▶ [PROBLEM DESCRIPTION] Would you copy out only the lines from the one with "Target: reflection on water" to the end of the records, exactly as they stand?

Records from a data source
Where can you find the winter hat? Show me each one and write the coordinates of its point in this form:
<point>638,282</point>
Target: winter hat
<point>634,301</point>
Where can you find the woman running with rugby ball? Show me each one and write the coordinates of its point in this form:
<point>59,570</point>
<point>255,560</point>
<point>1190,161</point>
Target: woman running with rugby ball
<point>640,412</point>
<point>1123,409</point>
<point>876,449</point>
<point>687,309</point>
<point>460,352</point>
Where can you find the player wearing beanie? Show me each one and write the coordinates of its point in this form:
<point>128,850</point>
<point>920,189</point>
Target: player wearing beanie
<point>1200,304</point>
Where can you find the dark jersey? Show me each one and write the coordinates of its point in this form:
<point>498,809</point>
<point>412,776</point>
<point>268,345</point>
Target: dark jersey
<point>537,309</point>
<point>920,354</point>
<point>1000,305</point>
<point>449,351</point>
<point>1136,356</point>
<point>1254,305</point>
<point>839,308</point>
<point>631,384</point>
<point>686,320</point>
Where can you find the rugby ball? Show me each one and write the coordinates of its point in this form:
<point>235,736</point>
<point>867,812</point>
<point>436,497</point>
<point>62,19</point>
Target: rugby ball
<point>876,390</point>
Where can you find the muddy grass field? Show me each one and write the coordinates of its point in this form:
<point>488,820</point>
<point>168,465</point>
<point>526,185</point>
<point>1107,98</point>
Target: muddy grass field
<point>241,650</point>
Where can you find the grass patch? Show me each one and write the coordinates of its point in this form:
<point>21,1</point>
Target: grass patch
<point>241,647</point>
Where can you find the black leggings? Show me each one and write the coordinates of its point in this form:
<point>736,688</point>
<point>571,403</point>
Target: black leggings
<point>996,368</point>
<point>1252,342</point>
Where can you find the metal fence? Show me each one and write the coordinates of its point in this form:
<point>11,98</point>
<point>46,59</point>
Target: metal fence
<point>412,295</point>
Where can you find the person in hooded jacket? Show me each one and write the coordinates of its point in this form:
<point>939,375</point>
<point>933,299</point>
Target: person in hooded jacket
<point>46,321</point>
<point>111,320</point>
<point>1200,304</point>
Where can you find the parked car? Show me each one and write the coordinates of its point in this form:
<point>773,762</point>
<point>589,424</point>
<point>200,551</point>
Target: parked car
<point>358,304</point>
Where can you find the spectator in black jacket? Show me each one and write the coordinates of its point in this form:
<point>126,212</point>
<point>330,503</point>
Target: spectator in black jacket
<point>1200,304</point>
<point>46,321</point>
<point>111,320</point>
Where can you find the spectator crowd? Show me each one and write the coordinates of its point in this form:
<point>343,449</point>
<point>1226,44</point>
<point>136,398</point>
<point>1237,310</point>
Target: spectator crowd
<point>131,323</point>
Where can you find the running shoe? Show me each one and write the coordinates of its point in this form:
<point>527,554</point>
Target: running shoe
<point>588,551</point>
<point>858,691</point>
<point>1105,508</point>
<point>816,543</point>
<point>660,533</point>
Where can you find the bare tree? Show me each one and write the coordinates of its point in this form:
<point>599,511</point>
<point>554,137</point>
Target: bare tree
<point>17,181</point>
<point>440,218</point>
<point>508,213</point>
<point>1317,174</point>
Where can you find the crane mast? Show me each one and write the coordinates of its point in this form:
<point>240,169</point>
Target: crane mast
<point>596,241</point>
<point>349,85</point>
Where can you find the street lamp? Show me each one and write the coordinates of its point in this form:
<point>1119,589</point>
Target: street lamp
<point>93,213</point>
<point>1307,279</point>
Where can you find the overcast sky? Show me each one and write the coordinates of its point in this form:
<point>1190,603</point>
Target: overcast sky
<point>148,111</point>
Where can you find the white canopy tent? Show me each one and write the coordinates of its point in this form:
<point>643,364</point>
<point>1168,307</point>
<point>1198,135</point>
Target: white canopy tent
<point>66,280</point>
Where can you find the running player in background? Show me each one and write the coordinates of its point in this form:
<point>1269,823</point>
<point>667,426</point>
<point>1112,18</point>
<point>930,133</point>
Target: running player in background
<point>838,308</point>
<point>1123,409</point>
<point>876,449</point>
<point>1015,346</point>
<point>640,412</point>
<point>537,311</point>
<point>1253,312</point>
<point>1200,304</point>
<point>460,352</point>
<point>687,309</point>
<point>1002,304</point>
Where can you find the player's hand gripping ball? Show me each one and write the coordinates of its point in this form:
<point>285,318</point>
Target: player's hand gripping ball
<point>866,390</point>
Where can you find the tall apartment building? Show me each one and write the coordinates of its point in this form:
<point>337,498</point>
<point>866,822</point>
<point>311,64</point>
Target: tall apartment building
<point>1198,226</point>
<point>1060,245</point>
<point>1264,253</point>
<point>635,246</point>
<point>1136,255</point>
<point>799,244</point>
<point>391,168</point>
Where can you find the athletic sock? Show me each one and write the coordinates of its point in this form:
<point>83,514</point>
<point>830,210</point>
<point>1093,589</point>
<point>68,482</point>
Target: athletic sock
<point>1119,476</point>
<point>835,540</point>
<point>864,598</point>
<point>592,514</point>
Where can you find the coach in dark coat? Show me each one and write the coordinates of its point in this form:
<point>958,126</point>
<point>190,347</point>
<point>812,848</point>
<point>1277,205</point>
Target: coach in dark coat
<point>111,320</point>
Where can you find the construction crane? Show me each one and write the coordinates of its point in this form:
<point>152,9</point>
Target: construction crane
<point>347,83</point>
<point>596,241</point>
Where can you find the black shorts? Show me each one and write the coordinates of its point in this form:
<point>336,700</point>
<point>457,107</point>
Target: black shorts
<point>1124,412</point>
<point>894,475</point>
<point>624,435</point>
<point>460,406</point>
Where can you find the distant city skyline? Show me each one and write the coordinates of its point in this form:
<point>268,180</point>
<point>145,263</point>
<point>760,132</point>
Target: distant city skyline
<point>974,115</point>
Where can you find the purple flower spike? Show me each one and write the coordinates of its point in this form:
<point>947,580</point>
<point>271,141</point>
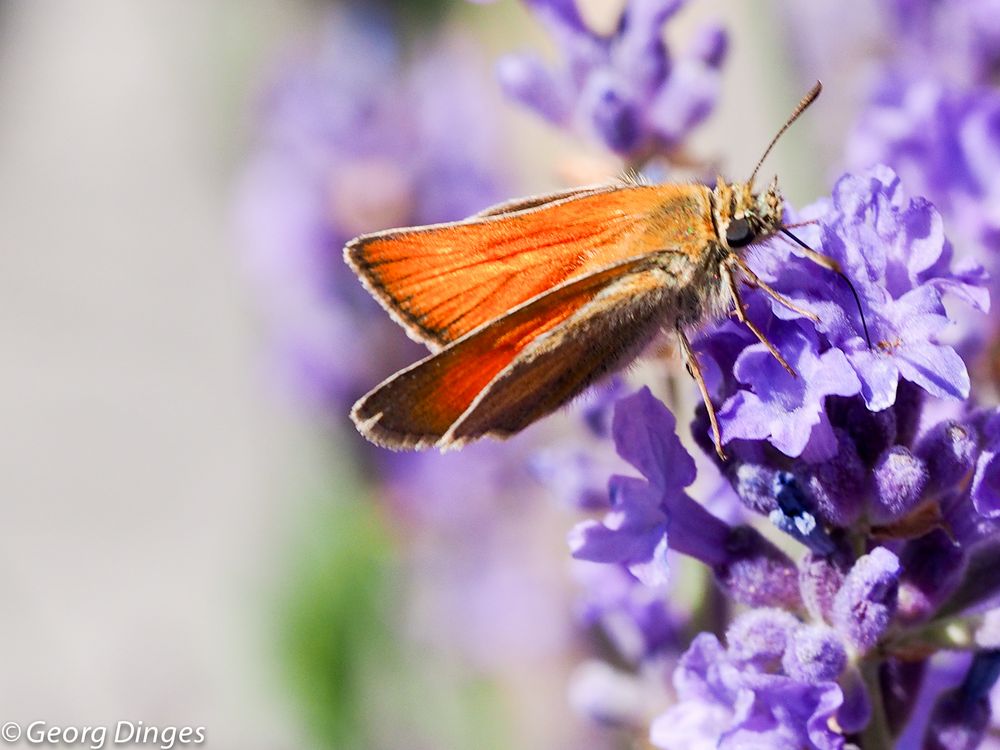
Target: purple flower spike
<point>949,451</point>
<point>895,253</point>
<point>787,410</point>
<point>900,479</point>
<point>820,578</point>
<point>986,482</point>
<point>732,706</point>
<point>624,88</point>
<point>815,653</point>
<point>634,533</point>
<point>756,573</point>
<point>864,606</point>
<point>760,637</point>
<point>931,566</point>
<point>961,716</point>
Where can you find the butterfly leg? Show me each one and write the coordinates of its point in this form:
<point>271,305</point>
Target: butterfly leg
<point>691,362</point>
<point>741,315</point>
<point>782,299</point>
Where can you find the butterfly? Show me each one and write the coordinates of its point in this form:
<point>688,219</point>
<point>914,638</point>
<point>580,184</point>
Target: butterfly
<point>528,303</point>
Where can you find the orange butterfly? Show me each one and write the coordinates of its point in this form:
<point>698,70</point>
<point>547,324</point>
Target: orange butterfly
<point>528,303</point>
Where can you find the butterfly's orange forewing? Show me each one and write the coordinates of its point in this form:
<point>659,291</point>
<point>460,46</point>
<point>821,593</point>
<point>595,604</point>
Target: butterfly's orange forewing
<point>442,399</point>
<point>446,280</point>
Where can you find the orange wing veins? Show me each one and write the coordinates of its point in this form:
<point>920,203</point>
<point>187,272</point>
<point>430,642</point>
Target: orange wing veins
<point>445,280</point>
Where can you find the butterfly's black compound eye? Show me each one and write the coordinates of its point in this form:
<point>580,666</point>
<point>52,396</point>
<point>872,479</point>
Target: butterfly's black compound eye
<point>739,233</point>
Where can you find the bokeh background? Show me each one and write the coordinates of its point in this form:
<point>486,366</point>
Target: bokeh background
<point>183,543</point>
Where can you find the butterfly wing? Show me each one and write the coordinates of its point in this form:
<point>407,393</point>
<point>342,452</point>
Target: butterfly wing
<point>444,281</point>
<point>512,371</point>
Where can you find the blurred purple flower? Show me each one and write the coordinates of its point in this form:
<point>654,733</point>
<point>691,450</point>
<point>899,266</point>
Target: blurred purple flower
<point>746,701</point>
<point>945,143</point>
<point>865,604</point>
<point>788,411</point>
<point>624,89</point>
<point>650,515</point>
<point>353,139</point>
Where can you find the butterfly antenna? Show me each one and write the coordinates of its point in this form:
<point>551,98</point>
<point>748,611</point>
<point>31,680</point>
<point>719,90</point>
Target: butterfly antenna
<point>834,266</point>
<point>808,99</point>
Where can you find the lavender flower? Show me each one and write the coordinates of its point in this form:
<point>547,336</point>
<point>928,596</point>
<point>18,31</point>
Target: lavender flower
<point>729,699</point>
<point>623,89</point>
<point>900,264</point>
<point>649,515</point>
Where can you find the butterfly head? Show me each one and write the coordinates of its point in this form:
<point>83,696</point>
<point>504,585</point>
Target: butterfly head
<point>744,217</point>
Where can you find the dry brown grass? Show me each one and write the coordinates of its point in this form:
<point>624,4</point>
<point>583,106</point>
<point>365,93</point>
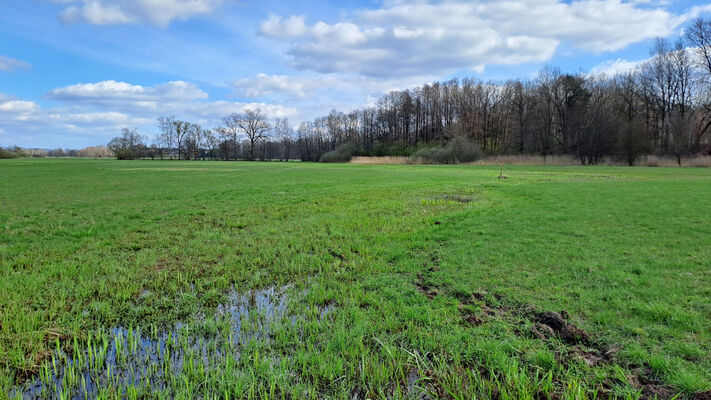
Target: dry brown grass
<point>562,160</point>
<point>379,160</point>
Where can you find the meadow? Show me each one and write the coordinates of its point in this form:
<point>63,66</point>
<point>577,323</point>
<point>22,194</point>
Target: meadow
<point>192,279</point>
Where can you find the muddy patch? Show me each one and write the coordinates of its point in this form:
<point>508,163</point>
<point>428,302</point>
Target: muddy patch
<point>551,323</point>
<point>449,199</point>
<point>126,357</point>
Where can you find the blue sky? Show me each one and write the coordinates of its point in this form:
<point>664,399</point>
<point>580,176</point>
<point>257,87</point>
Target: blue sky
<point>74,72</point>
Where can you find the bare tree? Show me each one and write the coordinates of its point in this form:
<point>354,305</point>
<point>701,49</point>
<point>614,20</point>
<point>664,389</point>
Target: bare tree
<point>253,123</point>
<point>164,140</point>
<point>284,134</point>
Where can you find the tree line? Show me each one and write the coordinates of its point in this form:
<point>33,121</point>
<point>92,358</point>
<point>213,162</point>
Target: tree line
<point>663,107</point>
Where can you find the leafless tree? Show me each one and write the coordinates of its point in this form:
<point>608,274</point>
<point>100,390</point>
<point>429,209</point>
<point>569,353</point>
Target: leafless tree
<point>253,123</point>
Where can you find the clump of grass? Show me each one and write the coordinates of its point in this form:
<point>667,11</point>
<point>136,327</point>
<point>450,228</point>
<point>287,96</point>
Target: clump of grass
<point>458,150</point>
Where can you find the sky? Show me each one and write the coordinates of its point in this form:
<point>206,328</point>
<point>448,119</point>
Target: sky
<point>74,72</point>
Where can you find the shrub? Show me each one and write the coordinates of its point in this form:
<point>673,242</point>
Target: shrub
<point>125,154</point>
<point>458,150</point>
<point>10,153</point>
<point>343,153</point>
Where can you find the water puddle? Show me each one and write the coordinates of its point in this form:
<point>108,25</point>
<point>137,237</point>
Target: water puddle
<point>127,361</point>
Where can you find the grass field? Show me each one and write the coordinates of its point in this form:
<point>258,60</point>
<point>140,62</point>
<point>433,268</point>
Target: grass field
<point>293,280</point>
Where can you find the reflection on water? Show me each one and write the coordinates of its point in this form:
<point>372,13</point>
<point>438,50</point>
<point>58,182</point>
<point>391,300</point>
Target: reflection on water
<point>154,360</point>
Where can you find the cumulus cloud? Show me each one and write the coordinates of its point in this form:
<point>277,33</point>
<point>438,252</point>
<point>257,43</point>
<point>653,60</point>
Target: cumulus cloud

▶ [OUTPUT FOR THIS EXERCISE]
Target: reflection on water
<point>154,360</point>
Where can you find the cumulus cloud? Show me each one and write the coordinates of its point in this form:
<point>277,33</point>
<point>438,252</point>
<point>257,43</point>
<point>653,60</point>
Target: cumulus cloud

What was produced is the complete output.